• WRITTEN REQUEST 1: Format the listing below as a Markdown table with the columns n, for the row number, and Line, beginning at its first line and stopping after the line that contains "[130,168,136,179]". Omit the pictures and any blank lines.

Houston flood zone analysis

By Ben Welsh

A geospatial analysis of Houston property records conducted for the Nov. 8, 2017 Los Angeles Times story "How Houston’s newest homes survived Hurricane Harvey".

Narly a quarter of new homes in the past decade were built within a federal flood zone. To look at damage there, the Times chose five neighborhoods built inside a flood zone over the last decade and asked a sample of homeowners in each area how they fared. In case after case, owners of the newer homes rode out the hurricane safely.

The brunt of the damage appears to be borne by older houses — sometimes just doors away from newer, unscathed real estate — that predate federal and local anti-flooding regulations and account for 79% of the nearly 129,000 houses located in the federal flood zones.

To learn more about the survey, the context and our findings, read the story. Below you can find the Python code that analyzed and where, and when, homes were built inside federal flood zones.

• WRITTEN REQUEST 2: Rewrite the passage of the Houston flood zone text that begins at the words "Narly a quarter" and stops after "the hurricane safely.", replacing "the hurricane" with "the storm".

• EXTRACTED MATERIAL:
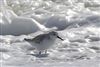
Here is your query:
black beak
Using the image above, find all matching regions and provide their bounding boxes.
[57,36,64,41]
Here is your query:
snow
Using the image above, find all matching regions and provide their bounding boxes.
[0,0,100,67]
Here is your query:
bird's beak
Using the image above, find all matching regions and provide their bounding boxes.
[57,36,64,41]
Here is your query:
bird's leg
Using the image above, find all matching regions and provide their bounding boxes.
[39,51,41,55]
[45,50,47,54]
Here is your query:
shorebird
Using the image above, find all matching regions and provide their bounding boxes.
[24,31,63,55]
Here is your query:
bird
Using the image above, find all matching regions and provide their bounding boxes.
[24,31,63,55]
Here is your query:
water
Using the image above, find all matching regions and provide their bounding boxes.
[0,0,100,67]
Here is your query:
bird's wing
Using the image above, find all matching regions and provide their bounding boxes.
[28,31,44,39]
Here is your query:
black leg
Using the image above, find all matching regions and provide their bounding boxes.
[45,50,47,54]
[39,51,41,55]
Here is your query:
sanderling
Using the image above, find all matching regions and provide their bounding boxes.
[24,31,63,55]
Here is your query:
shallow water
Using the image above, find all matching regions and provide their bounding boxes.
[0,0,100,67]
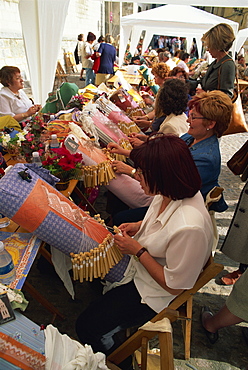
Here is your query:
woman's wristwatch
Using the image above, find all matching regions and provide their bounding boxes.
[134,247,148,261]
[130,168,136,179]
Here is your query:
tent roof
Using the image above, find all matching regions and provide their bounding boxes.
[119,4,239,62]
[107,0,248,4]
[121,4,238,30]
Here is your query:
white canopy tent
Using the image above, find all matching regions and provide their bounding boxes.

• RESULT 1:
| n | Line |
|---|---|
| 1 | Here is your query: |
| 2 | black beak |
| 3 | Using the image above, find all matching regions and provide their bounding boxes. |
| 4 | [57,36,64,41] |
| 5 | Here is your query: |
| 6 | snow |
| 7 | Using the image above, find all matching regions and provide their bounding boxes. |
| 8 | [0,0,100,67] |
| 9 | Here is your query: |
| 10 | bird's beak |
| 11 | Using the image above, find all matching regions and provide their bounding boxes. |
| 12 | [57,36,64,41] |
| 13 | Here is your query: |
| 14 | bird's leg |
| 15 | Using the image above, find all matching regions and provide their bounding boxes. |
| 16 | [39,51,41,55] |
| 17 | [45,50,47,54] |
| 18 | Here is your query: |
| 19 | shorebird |
| 20 | Using the image above, find all matching regions and provide their bounding boxes. |
| 21 | [24,31,63,55] |
| 22 | Here is your query: |
| 23 | bird |
| 24 | Using the image above, find all matching regions and provide their bounding boxes. |
| 25 | [24,31,63,55] |
| 26 | Here is your query: |
| 27 | water |
| 28 | Using the image above, find all matching regions and provide their bounding boxes. |
| 29 | [0,0,100,67] |
| 30 | Here is your query: |
| 31 | bird's wing |
| 32 | Using the image above, find all matching regions and provide their bounding boxes. |
| 33 | [28,31,44,39] |
| 34 | Here is your query: |
| 35 | black leg |
| 36 | Using the image above, find all matching regions and provide their bounding boxes. |
| 37 | [45,50,47,54] |
| 38 | [39,51,41,55] |
| 39 | Here is your query: |
| 40 | sanderling |
| 41 | Using the image above, find all matching regions and provide their bounding boxes. |
| 42 | [24,31,63,55] |
| 43 | Here is your query: |
| 44 | shallow water |
| 45 | Using the image above, find all matching regions and provide their bounding boxes. |
| 46 | [0,0,100,67] |
| 47 | Here is your query: |
| 48 | woman's wristwatch |
| 49 | Using the image above, find all matching regions and provide their bounding boxes. |
| 50 | [134,247,148,261] |
| 51 | [130,168,136,179] |

• RESULT 2:
Narly a quarter of new homes in the past decade were built within a federal flood zone. To look at damage there, the Times chose five neighborhoods built inside a flood zone over the last decade and asked a sample of homeowners in each area how they fared. In case after case, owners of the newer homes rode out the storm safely.